* [Given exercise]
Count the lines in the records below that contain the word "dress". Give only the number.

* [Dataset]
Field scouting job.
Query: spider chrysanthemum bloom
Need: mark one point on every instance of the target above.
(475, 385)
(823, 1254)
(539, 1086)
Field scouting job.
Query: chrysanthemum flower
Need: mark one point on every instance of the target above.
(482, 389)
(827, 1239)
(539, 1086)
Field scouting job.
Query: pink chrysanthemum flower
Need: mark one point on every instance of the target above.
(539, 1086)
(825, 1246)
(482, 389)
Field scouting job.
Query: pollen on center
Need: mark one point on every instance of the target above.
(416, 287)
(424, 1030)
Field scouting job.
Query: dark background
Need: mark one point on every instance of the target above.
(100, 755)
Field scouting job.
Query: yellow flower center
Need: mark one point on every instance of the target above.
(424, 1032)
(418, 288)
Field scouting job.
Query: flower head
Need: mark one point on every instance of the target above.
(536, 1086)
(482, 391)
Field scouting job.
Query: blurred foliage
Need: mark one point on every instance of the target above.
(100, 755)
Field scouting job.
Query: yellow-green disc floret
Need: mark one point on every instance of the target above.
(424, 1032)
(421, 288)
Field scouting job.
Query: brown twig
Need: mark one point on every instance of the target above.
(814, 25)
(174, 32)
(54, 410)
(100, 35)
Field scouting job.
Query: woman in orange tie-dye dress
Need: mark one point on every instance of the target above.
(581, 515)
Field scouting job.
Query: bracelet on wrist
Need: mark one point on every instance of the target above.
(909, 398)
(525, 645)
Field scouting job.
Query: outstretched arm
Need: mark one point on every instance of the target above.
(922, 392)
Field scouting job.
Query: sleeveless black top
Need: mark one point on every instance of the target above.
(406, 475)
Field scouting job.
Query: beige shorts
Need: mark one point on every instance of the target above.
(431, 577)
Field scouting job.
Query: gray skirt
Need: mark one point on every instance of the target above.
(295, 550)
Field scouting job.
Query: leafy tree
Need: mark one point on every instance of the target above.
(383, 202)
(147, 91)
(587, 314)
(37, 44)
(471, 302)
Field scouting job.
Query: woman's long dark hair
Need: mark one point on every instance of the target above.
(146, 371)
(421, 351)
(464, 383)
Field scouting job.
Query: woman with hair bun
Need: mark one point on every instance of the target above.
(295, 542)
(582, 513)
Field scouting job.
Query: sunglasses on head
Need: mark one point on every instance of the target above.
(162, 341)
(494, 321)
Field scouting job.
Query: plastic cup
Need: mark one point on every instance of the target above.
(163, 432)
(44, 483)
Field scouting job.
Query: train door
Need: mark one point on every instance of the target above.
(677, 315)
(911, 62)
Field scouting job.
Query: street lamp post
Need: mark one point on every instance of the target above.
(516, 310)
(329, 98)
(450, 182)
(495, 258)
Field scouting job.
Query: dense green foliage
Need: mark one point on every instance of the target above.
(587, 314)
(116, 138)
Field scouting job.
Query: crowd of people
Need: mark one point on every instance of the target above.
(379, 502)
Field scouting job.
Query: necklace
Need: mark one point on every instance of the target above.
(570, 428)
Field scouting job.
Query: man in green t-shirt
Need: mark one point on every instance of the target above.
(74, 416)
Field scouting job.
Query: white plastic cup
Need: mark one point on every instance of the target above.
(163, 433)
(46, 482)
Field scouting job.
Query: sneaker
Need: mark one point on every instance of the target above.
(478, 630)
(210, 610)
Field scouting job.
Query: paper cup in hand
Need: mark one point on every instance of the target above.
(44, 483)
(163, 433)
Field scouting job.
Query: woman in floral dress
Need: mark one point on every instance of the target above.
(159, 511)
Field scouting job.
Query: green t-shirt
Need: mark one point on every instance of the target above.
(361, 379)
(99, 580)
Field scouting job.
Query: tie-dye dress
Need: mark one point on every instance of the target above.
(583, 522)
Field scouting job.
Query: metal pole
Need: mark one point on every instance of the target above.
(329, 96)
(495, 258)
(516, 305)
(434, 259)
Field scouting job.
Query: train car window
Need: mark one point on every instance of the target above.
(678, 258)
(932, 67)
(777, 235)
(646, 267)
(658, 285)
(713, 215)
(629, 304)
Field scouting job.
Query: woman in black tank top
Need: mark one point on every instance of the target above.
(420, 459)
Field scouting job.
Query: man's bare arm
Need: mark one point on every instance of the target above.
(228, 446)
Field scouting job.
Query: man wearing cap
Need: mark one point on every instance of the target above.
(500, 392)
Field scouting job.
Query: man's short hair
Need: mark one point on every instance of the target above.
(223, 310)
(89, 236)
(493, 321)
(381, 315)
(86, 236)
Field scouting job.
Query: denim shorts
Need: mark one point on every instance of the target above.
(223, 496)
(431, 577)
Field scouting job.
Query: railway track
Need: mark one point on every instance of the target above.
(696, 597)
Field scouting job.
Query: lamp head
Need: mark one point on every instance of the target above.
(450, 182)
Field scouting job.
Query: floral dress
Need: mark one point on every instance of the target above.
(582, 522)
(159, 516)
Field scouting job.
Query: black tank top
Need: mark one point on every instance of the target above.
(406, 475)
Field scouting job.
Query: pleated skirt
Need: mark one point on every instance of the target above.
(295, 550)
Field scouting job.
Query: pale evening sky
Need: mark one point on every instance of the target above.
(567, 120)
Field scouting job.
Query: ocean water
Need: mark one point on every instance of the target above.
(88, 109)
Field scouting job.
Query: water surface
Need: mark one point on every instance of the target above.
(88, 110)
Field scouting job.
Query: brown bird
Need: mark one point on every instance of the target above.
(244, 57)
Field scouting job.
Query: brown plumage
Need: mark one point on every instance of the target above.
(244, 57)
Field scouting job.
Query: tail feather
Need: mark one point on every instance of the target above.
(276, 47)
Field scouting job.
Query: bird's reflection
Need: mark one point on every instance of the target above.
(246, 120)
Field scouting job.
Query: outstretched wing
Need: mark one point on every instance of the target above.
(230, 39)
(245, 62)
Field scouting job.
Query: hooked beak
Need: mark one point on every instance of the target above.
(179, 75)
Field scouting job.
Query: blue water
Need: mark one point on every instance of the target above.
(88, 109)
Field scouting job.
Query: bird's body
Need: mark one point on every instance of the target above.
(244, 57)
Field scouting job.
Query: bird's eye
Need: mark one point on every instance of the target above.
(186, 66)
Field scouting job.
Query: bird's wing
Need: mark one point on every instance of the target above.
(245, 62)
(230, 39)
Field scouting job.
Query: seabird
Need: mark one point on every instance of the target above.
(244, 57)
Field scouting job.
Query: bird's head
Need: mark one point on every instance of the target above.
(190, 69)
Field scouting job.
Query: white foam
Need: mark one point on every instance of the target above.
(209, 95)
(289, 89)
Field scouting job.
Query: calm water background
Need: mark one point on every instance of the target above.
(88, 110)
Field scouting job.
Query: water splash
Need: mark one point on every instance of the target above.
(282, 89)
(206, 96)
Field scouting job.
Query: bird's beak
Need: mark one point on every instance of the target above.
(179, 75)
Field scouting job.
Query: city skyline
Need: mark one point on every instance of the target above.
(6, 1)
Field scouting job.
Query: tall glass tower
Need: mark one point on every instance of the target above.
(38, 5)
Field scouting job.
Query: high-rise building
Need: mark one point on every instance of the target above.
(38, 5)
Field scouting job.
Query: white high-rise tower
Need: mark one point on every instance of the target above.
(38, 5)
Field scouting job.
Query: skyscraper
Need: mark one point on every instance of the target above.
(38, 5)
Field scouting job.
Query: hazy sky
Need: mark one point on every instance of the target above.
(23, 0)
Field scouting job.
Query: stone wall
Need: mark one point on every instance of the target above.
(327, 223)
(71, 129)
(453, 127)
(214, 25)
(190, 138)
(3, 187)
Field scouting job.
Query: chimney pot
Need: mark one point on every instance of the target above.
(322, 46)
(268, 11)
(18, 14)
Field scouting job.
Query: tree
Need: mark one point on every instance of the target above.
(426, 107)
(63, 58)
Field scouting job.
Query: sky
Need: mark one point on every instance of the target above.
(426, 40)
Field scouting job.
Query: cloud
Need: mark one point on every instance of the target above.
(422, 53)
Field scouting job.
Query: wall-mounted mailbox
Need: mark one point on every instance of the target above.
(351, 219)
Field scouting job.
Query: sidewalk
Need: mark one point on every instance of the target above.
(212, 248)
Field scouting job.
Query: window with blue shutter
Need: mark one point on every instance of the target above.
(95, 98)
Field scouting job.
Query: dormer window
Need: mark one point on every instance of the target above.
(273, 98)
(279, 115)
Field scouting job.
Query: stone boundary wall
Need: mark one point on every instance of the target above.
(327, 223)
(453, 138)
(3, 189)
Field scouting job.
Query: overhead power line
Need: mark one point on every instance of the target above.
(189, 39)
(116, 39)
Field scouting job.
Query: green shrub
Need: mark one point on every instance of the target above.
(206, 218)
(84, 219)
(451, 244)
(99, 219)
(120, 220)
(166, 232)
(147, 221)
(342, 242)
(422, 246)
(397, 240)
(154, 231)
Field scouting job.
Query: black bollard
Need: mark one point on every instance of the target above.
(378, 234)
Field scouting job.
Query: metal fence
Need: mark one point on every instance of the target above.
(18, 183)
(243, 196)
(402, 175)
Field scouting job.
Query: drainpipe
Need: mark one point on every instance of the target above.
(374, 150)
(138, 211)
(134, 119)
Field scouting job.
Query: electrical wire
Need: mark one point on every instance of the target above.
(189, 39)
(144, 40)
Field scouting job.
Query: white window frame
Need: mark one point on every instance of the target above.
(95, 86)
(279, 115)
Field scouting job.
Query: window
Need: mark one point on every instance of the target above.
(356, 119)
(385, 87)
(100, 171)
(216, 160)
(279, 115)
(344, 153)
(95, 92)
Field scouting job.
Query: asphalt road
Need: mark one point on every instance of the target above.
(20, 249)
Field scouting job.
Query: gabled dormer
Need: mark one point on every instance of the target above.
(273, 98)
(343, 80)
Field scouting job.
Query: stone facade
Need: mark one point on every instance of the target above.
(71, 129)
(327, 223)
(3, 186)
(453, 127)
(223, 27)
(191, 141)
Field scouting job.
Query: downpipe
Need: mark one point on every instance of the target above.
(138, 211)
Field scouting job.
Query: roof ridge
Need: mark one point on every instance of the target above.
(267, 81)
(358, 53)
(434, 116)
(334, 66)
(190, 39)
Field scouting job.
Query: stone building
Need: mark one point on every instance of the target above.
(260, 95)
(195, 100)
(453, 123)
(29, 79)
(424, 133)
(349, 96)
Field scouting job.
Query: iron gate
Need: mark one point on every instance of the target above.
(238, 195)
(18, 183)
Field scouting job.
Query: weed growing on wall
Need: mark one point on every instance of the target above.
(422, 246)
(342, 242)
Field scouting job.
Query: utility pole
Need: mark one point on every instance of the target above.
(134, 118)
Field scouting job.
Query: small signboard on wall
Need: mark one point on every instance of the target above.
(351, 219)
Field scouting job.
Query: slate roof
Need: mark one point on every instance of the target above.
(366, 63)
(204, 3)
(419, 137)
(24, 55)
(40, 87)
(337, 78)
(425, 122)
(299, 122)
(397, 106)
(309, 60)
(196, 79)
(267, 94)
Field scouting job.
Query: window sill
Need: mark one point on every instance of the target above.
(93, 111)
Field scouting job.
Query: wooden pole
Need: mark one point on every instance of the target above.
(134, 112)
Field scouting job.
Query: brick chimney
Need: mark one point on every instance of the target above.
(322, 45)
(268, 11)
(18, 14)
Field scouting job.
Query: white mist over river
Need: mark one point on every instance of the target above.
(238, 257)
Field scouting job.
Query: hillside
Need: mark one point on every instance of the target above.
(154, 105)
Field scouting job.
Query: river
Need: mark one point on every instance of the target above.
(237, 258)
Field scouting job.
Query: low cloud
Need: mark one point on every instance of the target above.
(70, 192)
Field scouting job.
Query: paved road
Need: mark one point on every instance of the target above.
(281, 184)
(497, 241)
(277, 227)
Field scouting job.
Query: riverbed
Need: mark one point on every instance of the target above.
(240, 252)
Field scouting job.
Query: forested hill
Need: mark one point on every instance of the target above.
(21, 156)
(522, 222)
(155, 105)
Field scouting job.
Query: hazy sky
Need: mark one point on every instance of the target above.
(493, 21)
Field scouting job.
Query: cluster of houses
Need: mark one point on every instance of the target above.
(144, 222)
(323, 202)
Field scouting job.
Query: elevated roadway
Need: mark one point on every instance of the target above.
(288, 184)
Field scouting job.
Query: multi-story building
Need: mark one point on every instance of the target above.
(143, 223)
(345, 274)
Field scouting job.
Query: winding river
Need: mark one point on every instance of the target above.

* [Exercise response]
4